(Stored items)
== == ==

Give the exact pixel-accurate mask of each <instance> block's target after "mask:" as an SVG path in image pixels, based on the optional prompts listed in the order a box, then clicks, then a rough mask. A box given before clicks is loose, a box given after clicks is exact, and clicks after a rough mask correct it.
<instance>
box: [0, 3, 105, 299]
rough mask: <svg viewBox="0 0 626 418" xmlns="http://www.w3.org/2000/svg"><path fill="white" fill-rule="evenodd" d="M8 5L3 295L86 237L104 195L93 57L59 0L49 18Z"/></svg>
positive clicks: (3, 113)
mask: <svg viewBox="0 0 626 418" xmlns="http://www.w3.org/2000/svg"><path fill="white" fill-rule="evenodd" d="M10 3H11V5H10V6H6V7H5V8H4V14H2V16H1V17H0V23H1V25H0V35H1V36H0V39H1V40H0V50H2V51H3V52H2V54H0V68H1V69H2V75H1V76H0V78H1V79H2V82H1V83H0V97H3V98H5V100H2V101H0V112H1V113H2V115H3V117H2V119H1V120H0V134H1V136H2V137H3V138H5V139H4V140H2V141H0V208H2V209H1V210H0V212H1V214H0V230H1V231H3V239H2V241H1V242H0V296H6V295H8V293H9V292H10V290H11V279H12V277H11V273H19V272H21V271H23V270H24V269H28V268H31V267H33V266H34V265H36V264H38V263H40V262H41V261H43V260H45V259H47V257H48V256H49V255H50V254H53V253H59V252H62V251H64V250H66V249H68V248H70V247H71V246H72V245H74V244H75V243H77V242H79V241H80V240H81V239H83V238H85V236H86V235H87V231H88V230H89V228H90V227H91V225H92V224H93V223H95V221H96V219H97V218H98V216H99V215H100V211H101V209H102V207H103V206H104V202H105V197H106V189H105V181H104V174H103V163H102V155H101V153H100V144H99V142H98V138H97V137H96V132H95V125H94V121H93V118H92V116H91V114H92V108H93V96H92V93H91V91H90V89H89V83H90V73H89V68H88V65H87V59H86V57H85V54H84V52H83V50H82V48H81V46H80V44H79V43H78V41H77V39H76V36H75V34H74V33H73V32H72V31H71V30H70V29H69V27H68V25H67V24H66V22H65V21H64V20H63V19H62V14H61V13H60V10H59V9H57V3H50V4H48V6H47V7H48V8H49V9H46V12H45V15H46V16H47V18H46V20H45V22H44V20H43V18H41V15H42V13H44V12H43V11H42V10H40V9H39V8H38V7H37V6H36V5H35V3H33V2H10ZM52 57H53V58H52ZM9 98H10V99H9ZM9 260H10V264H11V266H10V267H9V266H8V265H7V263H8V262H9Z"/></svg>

== == ==

Copy the listing word for word, from its first line down through the line containing "positive clicks: (3, 113)".

Written solution.
Give the exact pixel-accurate mask of each <instance> block's target after "mask:" as an SVG path in image pixels, based on the optional prompts listed in the order a box, then clicks, then a rough mask. A box given before clicks is loose, a box given after clicks is exact, and clicks after a rough mask correct it.
<instance>
box: [0, 3, 105, 299]
rough mask: <svg viewBox="0 0 626 418" xmlns="http://www.w3.org/2000/svg"><path fill="white" fill-rule="evenodd" d="M8 5L3 295L86 237L104 195L93 57L59 0L49 18Z"/></svg>
positive clicks: (3, 113)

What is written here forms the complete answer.